## Trecho fornecido
● ● ●

A imagem de arrogante, que colou na prefeita, teve como catalisador final a cena em que ela discutiu com uma dentista, que reclamava das enchentes. A cena foi ao ar nos principais telejornais populares, causando irritação na população e o temor de que o episódio fosse usado na campanha tucana -e foi.

Vitória política
Porém, em que pese a derrota, o governo e o PT não consideram Marta uma carta fora do baralho político. Pelo contrário. Acham que ela sai destas eleições municipais com uma espécie de vitória política. A derrota eleitoral seria um contratempo, mas o reconhecimento de que "Marta fez" poderá vitaminar futuros projetos, dizem petistas que conversaram reservadamente com a Folha.
Por ora, foi aconselhada a submergir por alguns meses em relação à política nacional, a fim de pensar com calma na próxima missão, seja em Brasília, seja na política paulista ou paulistana. Uma opção seria a presidência estadual do partido, em 2005.
Tropeços de campanha, como a prisão de Duda Mendonça numa rinha de galos a menos de duas semanas da eleição ou uma suposta desavença entre o marqueteiro e o marido de Marta, Luis Favre, são considerados fatores secundários. Há ainda o reconhecimento de que Serra, que perdera a eleição presidencial de 2002, acumulou um capital político importante para a sua vitória de agora.

● ● ●

## Dados exibidos

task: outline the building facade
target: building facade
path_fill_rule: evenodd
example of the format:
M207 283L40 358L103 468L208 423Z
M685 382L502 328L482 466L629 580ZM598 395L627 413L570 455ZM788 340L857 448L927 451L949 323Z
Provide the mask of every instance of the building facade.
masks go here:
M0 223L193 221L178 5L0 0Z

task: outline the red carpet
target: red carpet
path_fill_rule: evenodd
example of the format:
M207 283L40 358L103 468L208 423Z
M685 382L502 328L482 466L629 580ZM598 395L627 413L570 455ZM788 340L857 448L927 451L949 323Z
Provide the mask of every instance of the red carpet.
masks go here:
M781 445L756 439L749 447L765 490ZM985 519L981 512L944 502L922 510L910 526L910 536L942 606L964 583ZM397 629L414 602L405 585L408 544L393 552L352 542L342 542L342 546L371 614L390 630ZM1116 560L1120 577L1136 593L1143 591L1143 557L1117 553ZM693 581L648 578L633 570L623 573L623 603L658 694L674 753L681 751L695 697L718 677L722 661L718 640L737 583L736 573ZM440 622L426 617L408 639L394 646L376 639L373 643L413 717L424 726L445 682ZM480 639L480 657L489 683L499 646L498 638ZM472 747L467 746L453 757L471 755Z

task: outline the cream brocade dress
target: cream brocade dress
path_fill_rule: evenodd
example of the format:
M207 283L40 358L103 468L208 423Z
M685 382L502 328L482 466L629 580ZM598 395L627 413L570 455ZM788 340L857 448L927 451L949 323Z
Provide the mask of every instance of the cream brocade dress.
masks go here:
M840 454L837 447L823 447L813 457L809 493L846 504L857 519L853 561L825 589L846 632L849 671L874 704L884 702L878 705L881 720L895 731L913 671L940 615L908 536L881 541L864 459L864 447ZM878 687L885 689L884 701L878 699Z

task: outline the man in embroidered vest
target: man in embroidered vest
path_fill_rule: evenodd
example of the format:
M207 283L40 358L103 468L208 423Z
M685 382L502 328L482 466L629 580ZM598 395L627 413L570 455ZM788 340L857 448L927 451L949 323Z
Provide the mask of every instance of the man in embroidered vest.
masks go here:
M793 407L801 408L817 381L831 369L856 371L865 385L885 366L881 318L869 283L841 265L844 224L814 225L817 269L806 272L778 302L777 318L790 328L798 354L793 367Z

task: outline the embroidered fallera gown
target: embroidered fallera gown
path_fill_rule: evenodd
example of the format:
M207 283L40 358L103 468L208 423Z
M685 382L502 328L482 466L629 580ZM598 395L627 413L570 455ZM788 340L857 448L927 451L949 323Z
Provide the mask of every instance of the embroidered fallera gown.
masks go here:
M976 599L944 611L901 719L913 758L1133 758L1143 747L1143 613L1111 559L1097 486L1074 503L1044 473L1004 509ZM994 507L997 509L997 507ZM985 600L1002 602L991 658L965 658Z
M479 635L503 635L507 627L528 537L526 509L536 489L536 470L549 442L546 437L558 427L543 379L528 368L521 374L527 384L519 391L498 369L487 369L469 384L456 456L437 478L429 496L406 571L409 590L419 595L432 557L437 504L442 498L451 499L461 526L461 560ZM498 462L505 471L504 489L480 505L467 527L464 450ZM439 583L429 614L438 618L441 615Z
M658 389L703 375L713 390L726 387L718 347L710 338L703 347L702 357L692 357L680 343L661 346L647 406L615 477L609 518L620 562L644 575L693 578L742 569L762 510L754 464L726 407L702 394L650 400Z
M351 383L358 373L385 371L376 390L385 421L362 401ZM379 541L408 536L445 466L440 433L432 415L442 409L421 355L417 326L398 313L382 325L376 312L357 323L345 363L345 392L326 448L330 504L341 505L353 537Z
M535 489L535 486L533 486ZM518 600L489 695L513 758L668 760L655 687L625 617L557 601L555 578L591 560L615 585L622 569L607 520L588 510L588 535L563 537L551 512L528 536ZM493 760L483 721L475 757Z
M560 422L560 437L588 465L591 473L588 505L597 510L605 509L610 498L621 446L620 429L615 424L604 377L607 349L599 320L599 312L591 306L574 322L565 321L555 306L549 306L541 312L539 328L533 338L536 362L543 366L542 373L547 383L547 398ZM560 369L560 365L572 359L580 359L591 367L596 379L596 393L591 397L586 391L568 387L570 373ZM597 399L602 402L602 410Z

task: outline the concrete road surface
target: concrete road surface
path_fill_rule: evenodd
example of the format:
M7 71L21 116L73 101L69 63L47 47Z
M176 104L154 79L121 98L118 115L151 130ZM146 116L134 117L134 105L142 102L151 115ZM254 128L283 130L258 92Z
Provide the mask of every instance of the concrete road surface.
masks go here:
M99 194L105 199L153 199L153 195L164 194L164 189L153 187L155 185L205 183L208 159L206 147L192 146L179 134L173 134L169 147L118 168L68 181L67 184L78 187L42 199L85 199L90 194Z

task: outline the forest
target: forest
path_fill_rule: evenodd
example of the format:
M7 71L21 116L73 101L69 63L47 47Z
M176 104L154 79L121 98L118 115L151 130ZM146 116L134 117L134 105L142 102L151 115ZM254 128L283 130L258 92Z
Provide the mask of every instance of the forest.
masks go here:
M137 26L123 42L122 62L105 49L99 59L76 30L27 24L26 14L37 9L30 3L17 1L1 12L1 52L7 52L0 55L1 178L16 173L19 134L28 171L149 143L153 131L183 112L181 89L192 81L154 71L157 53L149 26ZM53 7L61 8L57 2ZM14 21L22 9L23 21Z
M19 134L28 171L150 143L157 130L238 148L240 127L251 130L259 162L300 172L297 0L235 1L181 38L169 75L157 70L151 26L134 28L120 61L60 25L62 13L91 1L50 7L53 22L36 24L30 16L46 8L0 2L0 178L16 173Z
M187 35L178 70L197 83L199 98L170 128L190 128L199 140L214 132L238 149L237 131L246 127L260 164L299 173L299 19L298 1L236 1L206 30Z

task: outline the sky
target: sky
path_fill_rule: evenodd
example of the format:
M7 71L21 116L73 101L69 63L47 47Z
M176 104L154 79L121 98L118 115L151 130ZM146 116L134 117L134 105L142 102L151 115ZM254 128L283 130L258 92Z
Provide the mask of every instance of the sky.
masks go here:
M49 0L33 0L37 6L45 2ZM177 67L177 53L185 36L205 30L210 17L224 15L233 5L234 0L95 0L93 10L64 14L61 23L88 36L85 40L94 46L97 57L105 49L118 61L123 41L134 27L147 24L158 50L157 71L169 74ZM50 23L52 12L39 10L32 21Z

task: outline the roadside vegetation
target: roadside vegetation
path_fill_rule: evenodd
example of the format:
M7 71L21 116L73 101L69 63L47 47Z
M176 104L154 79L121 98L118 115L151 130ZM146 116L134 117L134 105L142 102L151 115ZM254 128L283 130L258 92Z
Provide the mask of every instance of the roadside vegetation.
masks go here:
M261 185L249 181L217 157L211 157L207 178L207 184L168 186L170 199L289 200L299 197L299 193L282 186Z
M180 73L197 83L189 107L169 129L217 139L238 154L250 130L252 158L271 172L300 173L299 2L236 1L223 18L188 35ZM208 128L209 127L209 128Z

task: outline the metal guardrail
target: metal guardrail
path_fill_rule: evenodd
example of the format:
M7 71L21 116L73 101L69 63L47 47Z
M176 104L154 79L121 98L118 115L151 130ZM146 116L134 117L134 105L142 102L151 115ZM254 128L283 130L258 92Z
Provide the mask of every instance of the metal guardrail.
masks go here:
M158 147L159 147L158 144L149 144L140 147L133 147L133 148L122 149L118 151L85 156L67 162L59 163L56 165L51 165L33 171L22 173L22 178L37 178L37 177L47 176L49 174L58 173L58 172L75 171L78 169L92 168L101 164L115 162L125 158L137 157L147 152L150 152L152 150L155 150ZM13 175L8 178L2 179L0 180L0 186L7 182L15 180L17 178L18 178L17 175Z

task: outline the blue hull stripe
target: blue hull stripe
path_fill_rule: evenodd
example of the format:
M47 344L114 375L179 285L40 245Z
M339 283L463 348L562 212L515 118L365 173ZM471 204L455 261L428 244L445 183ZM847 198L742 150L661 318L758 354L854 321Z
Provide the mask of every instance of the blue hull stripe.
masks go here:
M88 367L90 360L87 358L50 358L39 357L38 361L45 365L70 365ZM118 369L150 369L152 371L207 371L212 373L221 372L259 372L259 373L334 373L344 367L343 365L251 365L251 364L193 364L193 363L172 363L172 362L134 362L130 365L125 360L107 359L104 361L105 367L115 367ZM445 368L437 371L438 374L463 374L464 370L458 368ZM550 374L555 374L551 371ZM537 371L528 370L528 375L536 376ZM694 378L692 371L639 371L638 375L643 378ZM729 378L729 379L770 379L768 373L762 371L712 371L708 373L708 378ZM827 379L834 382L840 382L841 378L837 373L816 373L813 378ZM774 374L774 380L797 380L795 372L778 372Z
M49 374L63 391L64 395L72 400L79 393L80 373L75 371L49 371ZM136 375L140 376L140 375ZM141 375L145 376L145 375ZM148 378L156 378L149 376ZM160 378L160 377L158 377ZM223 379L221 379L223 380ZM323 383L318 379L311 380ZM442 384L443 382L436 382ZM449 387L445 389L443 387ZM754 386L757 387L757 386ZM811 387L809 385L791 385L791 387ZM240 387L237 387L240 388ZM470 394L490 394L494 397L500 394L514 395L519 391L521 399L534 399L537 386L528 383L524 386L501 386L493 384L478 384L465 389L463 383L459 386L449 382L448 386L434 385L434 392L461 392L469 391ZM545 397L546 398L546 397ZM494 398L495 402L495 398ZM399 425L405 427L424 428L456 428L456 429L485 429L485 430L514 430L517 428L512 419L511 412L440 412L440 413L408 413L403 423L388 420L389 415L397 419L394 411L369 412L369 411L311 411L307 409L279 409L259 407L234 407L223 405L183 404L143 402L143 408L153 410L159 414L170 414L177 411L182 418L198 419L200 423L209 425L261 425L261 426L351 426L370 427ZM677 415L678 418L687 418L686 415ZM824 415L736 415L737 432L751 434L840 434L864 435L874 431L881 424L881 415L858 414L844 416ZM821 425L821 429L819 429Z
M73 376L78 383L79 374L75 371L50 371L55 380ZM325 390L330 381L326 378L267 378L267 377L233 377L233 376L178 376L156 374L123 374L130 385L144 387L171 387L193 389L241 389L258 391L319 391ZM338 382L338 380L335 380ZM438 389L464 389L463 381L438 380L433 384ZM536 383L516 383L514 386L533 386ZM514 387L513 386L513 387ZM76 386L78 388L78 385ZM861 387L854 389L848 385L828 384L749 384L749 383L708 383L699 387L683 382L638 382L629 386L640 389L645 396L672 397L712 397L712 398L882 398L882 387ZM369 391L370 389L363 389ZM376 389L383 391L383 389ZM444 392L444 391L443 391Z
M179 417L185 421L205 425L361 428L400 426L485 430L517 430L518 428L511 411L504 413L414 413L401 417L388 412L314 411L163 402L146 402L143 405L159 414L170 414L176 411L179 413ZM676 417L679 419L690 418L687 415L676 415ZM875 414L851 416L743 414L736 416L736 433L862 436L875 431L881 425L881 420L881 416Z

● ● ●

## Pedido
Segundo o trecho sobre a derrota de Marta, que cargo partidário aparece como uma opção para ela em 2005? Os itens são um material independente do trecho.

## Resultado do exercício
A presidência estadual do partido.